** begin DATA SECTION **

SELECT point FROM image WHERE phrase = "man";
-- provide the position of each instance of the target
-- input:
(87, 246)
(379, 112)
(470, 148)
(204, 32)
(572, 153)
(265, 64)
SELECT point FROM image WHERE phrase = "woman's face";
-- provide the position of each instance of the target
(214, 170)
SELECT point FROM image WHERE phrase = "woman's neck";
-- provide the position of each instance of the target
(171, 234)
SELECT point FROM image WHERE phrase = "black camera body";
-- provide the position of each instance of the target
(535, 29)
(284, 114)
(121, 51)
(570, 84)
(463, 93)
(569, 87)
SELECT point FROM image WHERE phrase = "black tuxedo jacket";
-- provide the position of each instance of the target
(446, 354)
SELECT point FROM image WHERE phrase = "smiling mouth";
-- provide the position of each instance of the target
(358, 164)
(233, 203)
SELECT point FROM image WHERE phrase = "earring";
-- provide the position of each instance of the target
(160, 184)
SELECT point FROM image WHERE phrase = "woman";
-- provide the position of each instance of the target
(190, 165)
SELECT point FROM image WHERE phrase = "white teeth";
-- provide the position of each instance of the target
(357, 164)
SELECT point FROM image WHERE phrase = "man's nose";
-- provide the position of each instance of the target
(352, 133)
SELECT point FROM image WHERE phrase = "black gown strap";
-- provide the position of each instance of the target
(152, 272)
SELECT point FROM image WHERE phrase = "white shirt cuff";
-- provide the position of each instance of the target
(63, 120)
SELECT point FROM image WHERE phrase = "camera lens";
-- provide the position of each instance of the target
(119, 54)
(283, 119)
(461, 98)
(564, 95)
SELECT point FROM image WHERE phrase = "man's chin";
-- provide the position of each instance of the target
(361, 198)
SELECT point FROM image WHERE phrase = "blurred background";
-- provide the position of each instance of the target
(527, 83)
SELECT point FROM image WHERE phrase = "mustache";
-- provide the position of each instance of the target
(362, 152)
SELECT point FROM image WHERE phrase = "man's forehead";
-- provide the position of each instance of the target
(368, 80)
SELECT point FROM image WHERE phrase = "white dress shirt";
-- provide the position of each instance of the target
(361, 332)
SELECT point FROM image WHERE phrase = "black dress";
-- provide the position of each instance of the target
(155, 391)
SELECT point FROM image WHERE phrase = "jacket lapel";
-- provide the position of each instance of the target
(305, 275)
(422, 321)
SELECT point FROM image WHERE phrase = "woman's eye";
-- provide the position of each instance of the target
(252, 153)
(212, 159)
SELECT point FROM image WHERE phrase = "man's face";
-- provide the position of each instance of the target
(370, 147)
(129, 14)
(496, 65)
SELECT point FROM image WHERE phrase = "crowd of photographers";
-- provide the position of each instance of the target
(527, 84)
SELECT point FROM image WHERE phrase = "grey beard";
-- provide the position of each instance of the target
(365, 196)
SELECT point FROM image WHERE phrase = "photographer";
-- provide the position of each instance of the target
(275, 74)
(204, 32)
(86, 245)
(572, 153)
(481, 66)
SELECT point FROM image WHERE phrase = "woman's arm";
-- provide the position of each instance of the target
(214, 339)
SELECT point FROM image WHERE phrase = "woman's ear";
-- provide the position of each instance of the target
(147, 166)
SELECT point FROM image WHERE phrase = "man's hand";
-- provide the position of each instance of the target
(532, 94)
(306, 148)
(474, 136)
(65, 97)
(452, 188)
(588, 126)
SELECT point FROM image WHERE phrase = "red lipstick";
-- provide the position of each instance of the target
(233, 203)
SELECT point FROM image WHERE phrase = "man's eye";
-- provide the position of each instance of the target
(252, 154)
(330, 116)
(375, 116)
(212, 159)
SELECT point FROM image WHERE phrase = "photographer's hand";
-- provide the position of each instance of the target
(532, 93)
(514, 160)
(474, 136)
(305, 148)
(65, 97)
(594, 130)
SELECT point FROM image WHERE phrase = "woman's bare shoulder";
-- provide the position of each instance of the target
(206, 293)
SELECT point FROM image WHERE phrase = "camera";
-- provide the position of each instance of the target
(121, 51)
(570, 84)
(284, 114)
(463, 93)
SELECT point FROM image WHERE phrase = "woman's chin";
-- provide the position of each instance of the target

** end DATA SECTION **

WORK TO DO = Return the listing above in its exact form.

RESULT OF THIS EXERCISE =
SELECT point FROM image WHERE phrase = "man";
-- provide the position of each instance of the target
-- input:
(87, 246)
(379, 112)
(470, 148)
(204, 32)
(572, 153)
(265, 64)
SELECT point FROM image WHERE phrase = "woman's face";
-- provide the position of each instance of the target
(214, 170)
SELECT point FROM image WHERE phrase = "woman's neck";
-- provide the position of each instance of the target
(171, 234)
SELECT point FROM image WHERE phrase = "black camera body";
-- provide the position of each instance of the target
(535, 29)
(284, 114)
(121, 51)
(570, 84)
(463, 93)
(569, 87)
SELECT point FROM image WHERE phrase = "black tuxedo jacket";
-- provide the position of each instance of the target
(446, 354)
SELECT point FROM image WHERE phrase = "smiling mouth";
-- provide the position of each instance of the target
(358, 164)
(233, 203)
SELECT point FROM image WHERE phrase = "earring";
-- provide the position of each instance of the target
(160, 184)
SELECT point FROM image WHERE phrase = "woman";
-- provide the position of each instance of the target
(190, 165)
SELECT point FROM image WHERE phrase = "white teeth";
-- provide the position of each instance of the target
(357, 164)
SELECT point FROM image WHERE phrase = "man's nose";
-- provide the position of each instance of the target
(352, 133)
SELECT point FROM image WHERE phrase = "black gown strap";
-- provide the position of each instance of the target
(152, 272)
SELECT point FROM image WHERE phrase = "white shirt cuff";
-- provide the position of each instance of the target
(63, 120)
SELECT point FROM image WHERE phrase = "camera lens";
-- provide the position of each instance of the target
(119, 54)
(283, 119)
(461, 98)
(564, 95)
SELECT point FROM image WHERE phrase = "man's chin";
-- provide the position of each instance of the target
(361, 198)
SELECT point FROM image WHERE phrase = "blurred background";
-- provide the position of each instance of the target
(527, 83)
SELECT point FROM image WHERE phrase = "mustache";
-- provide the position of each instance of the target
(362, 152)
SELECT point FROM image WHERE phrase = "man's forehead";
-- provide the position of each instance of the target
(368, 80)
SELECT point FROM image WHERE phrase = "white dress shirt";
-- provide the position of each instance of the target
(361, 332)
SELECT point FROM image WHERE phrase = "black dress";
-- provide the position of each instance of the target
(155, 391)
SELECT point FROM image WHERE phrase = "jacket lapel";
-- provide the position of each instance of the target
(305, 275)
(422, 321)
SELECT point FROM image WHERE phrase = "woman's eye";
-- provide the position of each instance of the target
(252, 153)
(212, 159)
SELECT point FROM image WHERE phrase = "man's face";
-- provide the position of each instance of the target
(370, 147)
(129, 14)
(496, 65)
SELECT point FROM image WHERE phrase = "crowd of photographers";
-- provide the position of each instance of the target
(527, 84)
SELECT point FROM image WHERE phrase = "grey beard";
-- provide the position of each instance of the target
(365, 196)
SELECT point FROM image WHERE phrase = "photographer";
-- provide the position of each instance of the target
(275, 74)
(204, 32)
(86, 245)
(572, 153)
(481, 66)
SELECT point FROM image WHERE phrase = "woman's arm";
-- provide the position of each instance of the target
(214, 339)
SELECT point FROM image WHERE phrase = "woman's ear";
-- provide the position of each instance of the target
(147, 166)
SELECT point FROM image WHERE phrase = "man's hand";
-- provide the position of each instance of the target
(532, 94)
(306, 148)
(474, 136)
(65, 97)
(452, 188)
(588, 126)
SELECT point FROM image WHERE phrase = "red lipstick";
-- provide the position of each instance of the target
(233, 203)
SELECT point FROM image WHERE phrase = "man's eye";
-- provide the position of each instance of the target
(252, 154)
(330, 116)
(375, 116)
(212, 159)
SELECT point FROM image WHERE phrase = "photographer's hand";
-- provide the position of each instance of the target
(532, 93)
(514, 160)
(474, 136)
(305, 148)
(65, 97)
(594, 130)
SELECT point FROM image WHERE phrase = "woman's bare shoulder";
-- provide the position of each instance of the target
(206, 293)
SELECT point FROM image WHERE phrase = "camera";
-- provide the position of each instance of the target
(121, 51)
(570, 84)
(284, 114)
(463, 93)
SELECT point FROM image WHERE phrase = "woman's chin";
-- provide the position of each instance of the target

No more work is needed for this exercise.